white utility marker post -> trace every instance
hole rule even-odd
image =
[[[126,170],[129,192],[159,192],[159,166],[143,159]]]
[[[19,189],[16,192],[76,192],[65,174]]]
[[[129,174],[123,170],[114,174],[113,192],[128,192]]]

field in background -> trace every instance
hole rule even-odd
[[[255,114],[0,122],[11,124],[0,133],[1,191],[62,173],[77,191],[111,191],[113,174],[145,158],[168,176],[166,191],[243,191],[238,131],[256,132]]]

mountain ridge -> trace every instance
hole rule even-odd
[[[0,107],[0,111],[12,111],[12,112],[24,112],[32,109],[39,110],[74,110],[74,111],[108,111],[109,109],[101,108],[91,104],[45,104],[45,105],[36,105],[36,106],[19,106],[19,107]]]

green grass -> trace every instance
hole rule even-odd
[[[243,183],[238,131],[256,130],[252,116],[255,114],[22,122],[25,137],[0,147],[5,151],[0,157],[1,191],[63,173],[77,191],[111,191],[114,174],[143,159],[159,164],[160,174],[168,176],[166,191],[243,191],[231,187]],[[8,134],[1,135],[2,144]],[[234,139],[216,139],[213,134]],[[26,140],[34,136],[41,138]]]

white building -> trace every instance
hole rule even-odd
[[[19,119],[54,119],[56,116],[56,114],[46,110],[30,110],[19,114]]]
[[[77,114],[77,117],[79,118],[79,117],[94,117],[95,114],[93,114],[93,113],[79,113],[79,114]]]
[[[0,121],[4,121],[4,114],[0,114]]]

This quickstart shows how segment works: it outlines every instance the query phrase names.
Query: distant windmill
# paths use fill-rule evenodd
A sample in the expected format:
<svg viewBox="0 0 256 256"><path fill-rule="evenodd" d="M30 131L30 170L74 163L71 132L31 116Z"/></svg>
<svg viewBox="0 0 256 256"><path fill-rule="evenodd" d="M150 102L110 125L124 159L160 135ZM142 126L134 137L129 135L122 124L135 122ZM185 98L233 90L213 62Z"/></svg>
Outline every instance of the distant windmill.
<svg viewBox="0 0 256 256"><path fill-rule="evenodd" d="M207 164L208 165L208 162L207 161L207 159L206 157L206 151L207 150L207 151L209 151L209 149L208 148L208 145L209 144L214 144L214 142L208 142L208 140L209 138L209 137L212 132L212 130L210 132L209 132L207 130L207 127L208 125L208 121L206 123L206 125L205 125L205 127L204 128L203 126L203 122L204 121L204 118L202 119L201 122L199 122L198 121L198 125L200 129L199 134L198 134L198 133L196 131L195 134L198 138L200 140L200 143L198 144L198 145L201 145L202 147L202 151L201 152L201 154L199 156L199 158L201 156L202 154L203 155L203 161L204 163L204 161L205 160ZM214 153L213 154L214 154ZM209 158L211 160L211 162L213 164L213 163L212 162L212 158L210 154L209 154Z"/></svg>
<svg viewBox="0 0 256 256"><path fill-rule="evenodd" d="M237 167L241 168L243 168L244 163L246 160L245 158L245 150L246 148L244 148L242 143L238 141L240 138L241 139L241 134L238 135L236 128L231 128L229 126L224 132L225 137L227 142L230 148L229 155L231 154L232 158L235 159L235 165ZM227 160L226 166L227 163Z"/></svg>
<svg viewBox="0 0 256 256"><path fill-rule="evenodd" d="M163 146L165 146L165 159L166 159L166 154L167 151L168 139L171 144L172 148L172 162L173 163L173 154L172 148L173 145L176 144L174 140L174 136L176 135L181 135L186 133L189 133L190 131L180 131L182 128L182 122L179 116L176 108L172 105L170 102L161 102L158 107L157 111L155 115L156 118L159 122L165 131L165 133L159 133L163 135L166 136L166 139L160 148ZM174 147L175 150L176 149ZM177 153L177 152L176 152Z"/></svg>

Task statement: Reproduce everything from the line that contains "green grass -> trace every instance" down to the line that contains "[[[0,121],[4,121],[4,114],[0,114]]]", both lines included.

Task answer:
green grass -> trace every instance
hole rule even-odd
[[[243,183],[238,131],[256,130],[252,116],[255,114],[22,122],[25,137],[0,147],[5,151],[0,157],[1,191],[63,173],[77,191],[111,191],[114,174],[143,159],[159,164],[160,174],[168,176],[166,191],[243,191],[231,187]],[[8,134],[1,135],[2,144]],[[234,139],[216,139],[213,134]],[[26,140],[34,136],[41,138]]]

white building -> trace every instance
hole rule even-odd
[[[19,119],[54,119],[56,116],[56,114],[46,110],[30,110],[19,114]]]
[[[77,114],[77,117],[79,118],[79,117],[94,117],[95,114],[93,114],[93,113],[79,113],[79,114]]]
[[[0,121],[4,121],[4,114],[0,114]]]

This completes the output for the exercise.